# Ejercicio escrito A:
En el texto sobre la estrella fluvial de Inírida, ¿qué cargo ocupa Delio Suárez en la comunidad de La Ceiba?
# Ejercicio escrito B:
Prosigue el texto sobre la estrella fluvial de Inírida a partir de su última oración.

Desde lo alto, la estrella fluvial de Inírida parece el cruce de varias serpientes enroscadas, poderosas y ondeantes. Cada una tiene su propio color y potencia. Un degradé de café y gris que se entrelaza en medio de ese verde profundo e infinito para convertirse en un solo cuerpo.
Es un punto desconocido de la geografía colombiana y quizás el único lugar en el que existe una relación casi siamesa con los venezolanos. Allí se encuentran tres ríos: el Guaviare y el Inírida, y el Atabapo del vecino país. La unión de esas tres aguas da origen a un gigante: El Orinoco, la corriente de 2.140 kilómetros que recorrió y enamoró a Alexander Von Humboldt.
En una orilla del río Guaviare vive Delio Suárez. Es el capitán indígena de la comunidad de La Ceiba, un pequeño caserío de puinaves en Guainía en el que el cielo, el agua y la selva despliegan al mediodía toda la paleta de colores y las toninas, o delfines rosados, saltan tranquilas por sus caños. No son más de 20 casas esparcidas con una maloca, una cancha de fútbol y una estatua de la virgen en medio, que recuerda la evangelización que hizo en esta selva una misionera llamada Sophia Muller.

# Datos suministrados:
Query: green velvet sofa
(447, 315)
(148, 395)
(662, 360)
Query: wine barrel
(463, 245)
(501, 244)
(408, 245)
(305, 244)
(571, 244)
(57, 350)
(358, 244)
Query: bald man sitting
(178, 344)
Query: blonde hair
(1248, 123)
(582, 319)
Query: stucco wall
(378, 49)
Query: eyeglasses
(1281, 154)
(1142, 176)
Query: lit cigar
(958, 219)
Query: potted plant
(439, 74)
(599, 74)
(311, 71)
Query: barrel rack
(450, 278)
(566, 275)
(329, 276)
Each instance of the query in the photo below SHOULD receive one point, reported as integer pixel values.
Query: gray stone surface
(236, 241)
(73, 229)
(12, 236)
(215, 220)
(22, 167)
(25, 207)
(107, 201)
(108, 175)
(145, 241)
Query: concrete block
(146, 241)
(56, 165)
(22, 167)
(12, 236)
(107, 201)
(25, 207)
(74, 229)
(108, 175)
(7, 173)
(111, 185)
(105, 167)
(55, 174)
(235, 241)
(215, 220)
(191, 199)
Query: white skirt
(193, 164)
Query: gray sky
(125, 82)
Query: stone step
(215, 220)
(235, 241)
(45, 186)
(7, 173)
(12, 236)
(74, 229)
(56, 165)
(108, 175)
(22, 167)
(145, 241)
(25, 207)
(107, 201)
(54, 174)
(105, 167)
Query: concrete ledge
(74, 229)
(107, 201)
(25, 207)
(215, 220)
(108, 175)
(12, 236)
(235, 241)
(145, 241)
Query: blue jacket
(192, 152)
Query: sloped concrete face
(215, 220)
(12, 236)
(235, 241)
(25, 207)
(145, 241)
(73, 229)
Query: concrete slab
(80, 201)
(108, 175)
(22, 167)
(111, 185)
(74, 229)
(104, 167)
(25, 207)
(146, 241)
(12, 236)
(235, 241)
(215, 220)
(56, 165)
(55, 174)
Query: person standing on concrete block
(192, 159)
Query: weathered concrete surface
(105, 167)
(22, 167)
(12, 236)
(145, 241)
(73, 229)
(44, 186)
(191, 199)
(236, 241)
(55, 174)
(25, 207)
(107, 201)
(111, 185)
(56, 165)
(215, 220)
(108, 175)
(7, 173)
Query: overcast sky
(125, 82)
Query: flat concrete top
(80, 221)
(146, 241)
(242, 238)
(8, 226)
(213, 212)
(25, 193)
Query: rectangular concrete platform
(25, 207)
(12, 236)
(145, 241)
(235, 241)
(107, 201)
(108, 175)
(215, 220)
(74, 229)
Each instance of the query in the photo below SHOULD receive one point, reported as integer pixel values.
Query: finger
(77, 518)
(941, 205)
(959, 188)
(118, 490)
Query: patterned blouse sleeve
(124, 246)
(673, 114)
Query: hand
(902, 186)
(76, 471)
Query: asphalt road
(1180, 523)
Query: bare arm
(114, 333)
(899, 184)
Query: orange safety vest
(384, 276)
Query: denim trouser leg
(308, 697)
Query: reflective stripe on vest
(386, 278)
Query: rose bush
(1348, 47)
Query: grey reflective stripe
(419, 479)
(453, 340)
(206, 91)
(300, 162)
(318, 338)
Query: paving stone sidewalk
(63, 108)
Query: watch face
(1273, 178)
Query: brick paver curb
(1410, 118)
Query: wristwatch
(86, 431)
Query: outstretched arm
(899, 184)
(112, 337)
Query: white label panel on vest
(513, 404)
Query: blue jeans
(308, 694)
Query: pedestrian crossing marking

# Resultado obtenido A:
Es el capitán indígena de la comunidad de La Ceiba.

# Resultado obtenido B:
Delio es un pescador, pero se rebusca con lo que sea. Tiene cinco hijos y uno de ellos estudia contaduría en una universidad de Villavicencio. Casi todo su trabajo es para pagar esa matrícula y que el muchacho no tenga que devolverse para La Ceiba. Al menos, no todavía. Hacerse casi un millón mensual que necesita para sostenerlo, más proveer al resto de su familia, es tarea titánica.
Por el sol inclemente, Delio sale a pescar a las tres de la mañana, a veces con Diego, su niño de 5 años. Recorren el río en silencio e intentan atrapar a los peces que duermen desprevenidos. Antes abundaban, pero ahora, si cuentan con suerte, logran traer a casa unos cinco. Como eso no alcanza, el capitán también es aserrador y, desde hace un par de años, anfitrión de varias de las organizaciones internacionales que, como él, se preocupan por cuidar esa tierra.
Delio cuenta que los indígenas solían tener su propio mapa del cielo pues al mirar las estrellas sabían cuándo era bueno pescar, cosechar, salir a navegar. “Ahora todo es un desorden, ya nada se sabe –dice resignado– Por eso salgo a cazar más. Intento que mi familia coma carne al menos una vez a la semana”.
La estrella fluvial es el punto de unión de tres ríos: el Guaviare, el Inírida y el Atapabo. Cuando sus aguas se intersectan nace el gran río Orinoco.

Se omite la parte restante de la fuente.